***** Extract provided *****

It's really hard to take New Geography seriously when they make claims such as this:

"Fuel costs are only a small component of total motoring costs. Cars today are lasting longer, are more reliable, are cheaper to run, and are kept in use longer. When oil was cheaper total costs of motoring were higher. That’s one reason why we are driving more."

Really? Let's break that statement down.

1) "Cars today are lasting longer." This means that depreciation is spread over a longer period, resulting in lower costs.

2) "are more reliable, are cheaper to run". This means maintenance and repair costs are lower.

3) "are kept in use longer." Again, lower depreciation costs.

Gasoline, however, has increased over 200% in the last 10 years. Until the last few years, gas mileage had stagnated, and in some cases, even decreased, due to larger vehicles and engines.

*****

* Work to do *
A - In the passage on motoring costs, by how much has gasoline increased over the last 10 years?
B - From the passage on motoring costs, copy the text from "Really? Let's break" up to and including "in lower costs.".

***** Stored rows *****

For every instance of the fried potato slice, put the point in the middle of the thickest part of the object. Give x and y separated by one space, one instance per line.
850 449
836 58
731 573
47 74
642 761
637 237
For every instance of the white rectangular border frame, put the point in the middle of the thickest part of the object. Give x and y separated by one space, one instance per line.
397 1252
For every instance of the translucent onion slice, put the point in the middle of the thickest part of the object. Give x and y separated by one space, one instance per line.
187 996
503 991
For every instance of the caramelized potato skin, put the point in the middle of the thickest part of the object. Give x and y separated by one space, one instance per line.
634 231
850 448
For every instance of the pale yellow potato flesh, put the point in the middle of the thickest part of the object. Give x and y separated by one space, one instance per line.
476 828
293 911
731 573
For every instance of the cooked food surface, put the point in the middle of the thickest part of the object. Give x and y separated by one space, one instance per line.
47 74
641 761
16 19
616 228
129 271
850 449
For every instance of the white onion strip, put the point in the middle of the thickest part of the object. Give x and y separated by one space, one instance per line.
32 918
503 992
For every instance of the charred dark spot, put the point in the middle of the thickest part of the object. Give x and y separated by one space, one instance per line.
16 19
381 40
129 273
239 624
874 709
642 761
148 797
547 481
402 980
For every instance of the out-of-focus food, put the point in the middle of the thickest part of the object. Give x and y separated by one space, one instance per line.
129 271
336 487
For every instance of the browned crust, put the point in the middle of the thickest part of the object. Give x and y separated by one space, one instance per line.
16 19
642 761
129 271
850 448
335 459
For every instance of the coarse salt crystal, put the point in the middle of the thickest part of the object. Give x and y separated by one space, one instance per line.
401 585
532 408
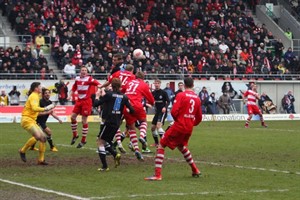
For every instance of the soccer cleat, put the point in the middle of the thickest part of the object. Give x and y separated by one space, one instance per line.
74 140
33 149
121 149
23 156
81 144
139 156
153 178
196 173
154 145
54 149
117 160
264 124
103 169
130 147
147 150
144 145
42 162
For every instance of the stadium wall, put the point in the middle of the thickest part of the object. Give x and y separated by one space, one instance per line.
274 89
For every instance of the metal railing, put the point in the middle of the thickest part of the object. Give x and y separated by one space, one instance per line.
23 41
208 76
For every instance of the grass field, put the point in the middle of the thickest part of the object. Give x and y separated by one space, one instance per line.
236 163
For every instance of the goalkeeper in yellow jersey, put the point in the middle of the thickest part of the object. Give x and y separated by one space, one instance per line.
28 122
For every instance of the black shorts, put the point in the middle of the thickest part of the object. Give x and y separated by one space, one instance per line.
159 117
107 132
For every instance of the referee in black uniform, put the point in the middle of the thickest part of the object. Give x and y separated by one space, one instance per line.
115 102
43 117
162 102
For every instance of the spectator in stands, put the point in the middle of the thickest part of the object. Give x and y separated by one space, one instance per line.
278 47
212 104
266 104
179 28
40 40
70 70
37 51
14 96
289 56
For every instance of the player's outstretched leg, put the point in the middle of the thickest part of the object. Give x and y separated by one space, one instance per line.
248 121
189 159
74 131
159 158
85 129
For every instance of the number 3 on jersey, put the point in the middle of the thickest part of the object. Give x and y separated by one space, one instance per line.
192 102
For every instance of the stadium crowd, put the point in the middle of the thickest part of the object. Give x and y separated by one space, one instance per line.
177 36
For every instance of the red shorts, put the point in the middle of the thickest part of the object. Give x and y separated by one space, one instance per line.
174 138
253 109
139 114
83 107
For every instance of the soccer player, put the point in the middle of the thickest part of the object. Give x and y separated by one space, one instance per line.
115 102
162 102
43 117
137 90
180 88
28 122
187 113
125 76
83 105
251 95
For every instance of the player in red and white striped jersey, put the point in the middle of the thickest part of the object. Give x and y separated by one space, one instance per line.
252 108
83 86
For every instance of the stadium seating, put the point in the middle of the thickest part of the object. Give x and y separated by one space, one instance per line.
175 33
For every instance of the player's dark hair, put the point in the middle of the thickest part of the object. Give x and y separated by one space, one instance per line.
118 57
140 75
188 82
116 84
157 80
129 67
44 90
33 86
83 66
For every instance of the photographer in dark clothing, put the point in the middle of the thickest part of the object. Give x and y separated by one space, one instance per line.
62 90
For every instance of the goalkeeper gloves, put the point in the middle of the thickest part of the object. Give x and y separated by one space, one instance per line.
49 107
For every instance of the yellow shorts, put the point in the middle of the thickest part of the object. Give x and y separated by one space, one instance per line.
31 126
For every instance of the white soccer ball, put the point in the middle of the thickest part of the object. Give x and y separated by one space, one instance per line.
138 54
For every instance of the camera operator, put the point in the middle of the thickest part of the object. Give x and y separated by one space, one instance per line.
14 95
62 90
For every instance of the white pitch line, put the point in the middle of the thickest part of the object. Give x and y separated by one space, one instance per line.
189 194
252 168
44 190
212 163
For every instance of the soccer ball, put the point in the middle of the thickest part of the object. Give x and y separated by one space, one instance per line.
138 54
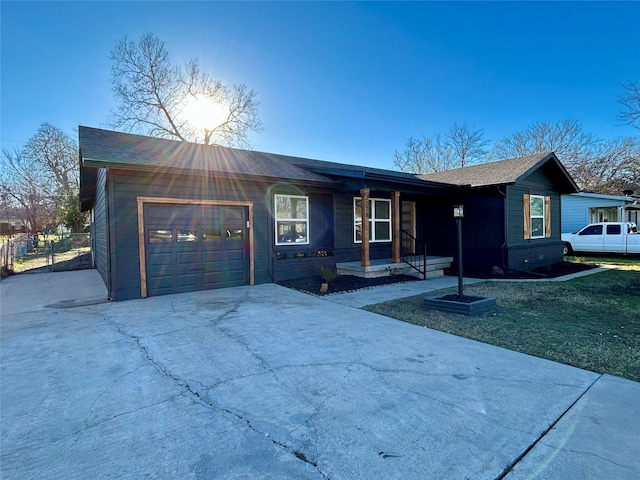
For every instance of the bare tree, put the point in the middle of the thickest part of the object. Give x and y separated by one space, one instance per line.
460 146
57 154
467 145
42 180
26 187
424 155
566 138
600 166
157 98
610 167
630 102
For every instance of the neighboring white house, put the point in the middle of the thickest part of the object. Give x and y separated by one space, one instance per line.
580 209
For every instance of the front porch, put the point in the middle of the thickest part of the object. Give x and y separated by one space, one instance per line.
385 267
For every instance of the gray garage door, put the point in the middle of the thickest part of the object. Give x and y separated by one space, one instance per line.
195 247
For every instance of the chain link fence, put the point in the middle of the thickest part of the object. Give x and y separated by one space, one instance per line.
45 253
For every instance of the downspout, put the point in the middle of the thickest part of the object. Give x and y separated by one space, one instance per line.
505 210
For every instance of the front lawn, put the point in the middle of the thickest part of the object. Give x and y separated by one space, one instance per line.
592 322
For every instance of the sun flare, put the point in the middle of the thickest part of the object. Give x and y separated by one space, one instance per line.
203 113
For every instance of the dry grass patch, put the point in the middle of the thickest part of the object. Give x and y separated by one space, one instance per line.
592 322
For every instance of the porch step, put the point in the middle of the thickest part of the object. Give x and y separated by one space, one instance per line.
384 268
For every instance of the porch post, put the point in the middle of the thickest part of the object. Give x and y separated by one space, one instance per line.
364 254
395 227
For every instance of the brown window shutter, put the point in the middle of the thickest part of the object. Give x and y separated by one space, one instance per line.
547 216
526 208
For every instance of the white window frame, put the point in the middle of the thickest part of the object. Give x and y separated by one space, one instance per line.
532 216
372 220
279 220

*****
***** Stored rows *****

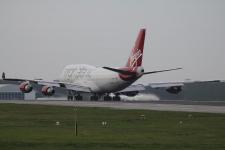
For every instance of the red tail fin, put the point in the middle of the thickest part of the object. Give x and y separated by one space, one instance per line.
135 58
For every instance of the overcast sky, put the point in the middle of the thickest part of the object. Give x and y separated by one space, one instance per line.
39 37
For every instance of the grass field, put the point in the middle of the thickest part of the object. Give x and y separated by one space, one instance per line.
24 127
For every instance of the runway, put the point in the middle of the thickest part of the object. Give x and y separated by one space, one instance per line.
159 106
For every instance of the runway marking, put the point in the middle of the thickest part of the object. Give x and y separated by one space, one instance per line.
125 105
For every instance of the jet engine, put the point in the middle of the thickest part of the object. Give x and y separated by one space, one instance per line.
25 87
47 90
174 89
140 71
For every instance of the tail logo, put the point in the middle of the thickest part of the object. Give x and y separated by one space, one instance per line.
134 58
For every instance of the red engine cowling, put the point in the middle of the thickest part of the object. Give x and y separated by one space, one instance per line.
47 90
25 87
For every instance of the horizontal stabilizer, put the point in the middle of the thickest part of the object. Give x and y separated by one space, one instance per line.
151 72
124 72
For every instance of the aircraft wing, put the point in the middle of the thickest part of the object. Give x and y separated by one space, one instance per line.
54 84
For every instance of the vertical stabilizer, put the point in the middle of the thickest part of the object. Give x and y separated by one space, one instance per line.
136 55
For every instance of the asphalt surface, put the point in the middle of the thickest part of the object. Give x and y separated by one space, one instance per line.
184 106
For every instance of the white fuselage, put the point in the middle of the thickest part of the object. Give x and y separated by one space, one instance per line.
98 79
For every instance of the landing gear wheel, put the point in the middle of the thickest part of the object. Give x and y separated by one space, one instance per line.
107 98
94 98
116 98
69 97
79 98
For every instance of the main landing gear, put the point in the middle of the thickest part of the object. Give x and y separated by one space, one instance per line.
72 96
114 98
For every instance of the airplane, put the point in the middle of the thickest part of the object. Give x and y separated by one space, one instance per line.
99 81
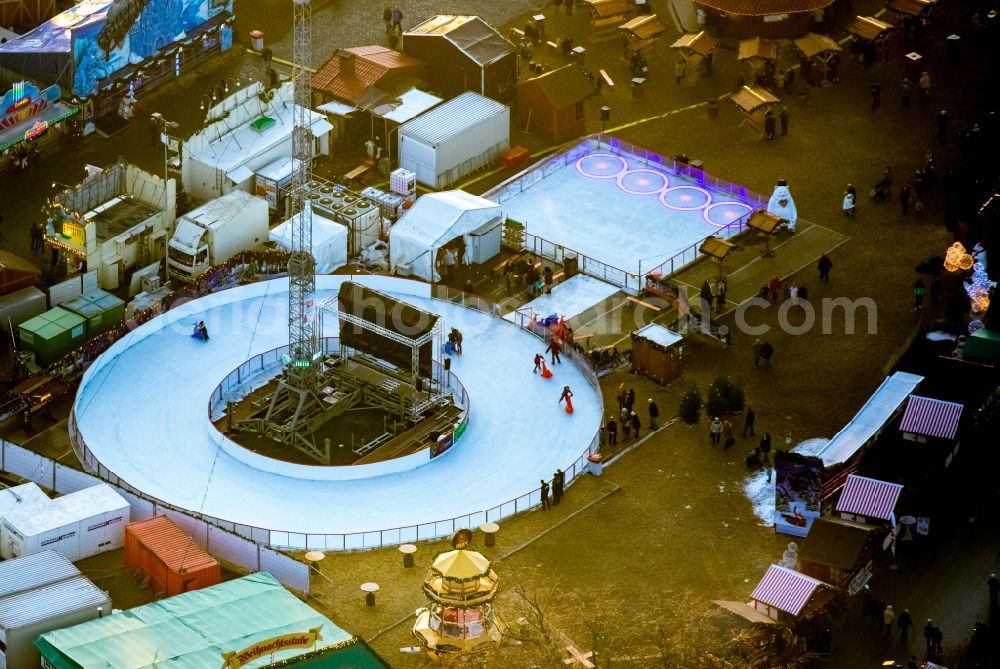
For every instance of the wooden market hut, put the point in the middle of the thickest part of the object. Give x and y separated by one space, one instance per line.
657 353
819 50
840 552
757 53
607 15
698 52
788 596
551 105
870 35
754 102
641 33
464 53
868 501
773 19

*****

* Answers for the tasks *
A - Over 200%.

B -
Really? Let's break that statement down.

1) "Cars today are lasting longer." This means that depreciation is spread over a longer period, resulting in lower costs.